Excerpted data:
>>>>
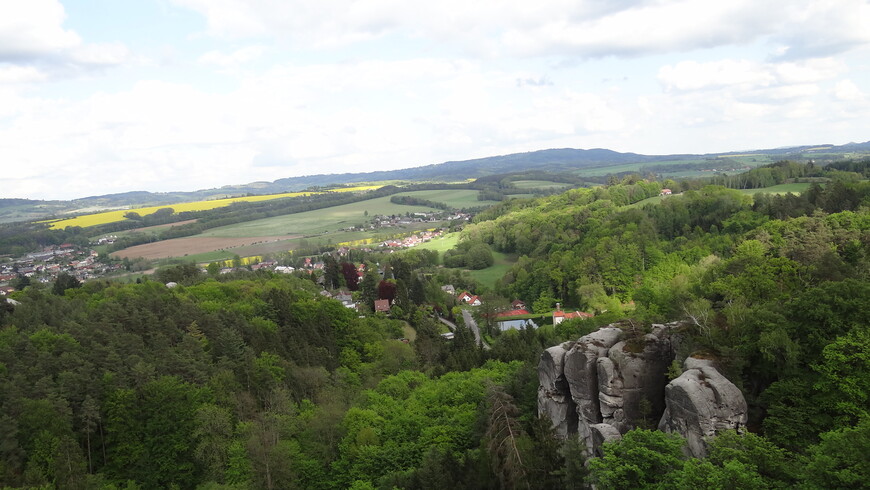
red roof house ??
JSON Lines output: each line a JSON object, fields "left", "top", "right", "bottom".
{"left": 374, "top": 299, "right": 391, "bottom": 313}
<<<<
>>>>
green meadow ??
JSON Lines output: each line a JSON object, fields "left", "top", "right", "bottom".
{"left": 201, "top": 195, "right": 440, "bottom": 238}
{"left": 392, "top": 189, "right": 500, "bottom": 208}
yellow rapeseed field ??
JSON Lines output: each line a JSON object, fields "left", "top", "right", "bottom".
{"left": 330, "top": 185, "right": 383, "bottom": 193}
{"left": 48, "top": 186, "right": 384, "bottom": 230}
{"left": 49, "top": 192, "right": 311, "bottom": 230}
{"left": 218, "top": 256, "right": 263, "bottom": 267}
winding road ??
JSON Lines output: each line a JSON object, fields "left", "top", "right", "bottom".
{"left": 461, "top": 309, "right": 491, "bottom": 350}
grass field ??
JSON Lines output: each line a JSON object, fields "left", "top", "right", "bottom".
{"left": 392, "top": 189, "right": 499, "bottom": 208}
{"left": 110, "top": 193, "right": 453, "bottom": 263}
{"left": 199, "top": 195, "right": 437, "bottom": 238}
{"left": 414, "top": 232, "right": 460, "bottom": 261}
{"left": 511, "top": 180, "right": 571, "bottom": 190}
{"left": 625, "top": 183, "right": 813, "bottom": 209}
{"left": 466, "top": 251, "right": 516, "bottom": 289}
<<<<
>>>>
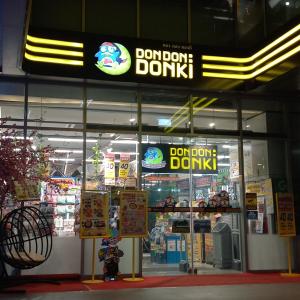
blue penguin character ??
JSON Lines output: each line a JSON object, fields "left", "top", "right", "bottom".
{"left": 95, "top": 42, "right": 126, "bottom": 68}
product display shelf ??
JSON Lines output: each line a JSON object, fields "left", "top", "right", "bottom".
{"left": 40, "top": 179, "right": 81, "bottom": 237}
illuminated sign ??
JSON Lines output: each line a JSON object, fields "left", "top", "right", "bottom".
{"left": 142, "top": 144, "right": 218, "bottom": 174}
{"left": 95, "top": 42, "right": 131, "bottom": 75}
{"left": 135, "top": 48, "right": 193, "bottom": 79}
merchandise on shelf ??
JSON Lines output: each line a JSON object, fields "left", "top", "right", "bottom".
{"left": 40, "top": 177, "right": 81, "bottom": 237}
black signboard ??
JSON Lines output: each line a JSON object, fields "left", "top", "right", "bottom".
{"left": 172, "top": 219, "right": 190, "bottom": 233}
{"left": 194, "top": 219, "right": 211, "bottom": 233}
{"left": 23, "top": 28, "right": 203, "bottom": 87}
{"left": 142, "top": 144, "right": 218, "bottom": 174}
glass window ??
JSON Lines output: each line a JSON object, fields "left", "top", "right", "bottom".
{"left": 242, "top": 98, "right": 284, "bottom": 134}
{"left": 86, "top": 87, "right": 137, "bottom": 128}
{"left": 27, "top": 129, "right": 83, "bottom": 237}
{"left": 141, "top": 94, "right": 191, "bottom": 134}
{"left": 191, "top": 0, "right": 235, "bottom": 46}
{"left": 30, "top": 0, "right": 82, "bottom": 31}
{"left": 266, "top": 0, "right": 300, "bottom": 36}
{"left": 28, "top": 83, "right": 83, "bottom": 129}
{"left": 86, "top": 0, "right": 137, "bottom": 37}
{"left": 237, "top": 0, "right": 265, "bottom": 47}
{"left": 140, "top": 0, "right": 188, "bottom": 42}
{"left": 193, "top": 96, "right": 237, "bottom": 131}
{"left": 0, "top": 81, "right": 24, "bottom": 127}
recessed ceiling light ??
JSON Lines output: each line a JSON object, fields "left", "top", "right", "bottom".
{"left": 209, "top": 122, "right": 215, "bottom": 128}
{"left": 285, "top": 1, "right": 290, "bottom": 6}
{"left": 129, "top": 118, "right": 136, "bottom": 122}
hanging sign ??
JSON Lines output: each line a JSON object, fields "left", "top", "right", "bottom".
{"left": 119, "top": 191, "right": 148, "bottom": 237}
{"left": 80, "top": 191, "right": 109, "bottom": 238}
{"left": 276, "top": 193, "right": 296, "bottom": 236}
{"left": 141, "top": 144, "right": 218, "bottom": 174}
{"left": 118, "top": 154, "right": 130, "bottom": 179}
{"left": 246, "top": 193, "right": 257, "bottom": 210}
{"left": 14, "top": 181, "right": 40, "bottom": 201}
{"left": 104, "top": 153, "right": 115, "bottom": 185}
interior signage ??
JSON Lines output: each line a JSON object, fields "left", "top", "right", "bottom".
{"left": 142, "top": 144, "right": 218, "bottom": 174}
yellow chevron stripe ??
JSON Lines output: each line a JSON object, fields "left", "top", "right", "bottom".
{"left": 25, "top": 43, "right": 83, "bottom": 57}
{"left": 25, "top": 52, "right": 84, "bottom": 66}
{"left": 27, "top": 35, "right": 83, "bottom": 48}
<<<<
What to do: Only lines with the word "shelf" should be collected from the material.

Reply:
product display shelf ??
merchandise on shelf ??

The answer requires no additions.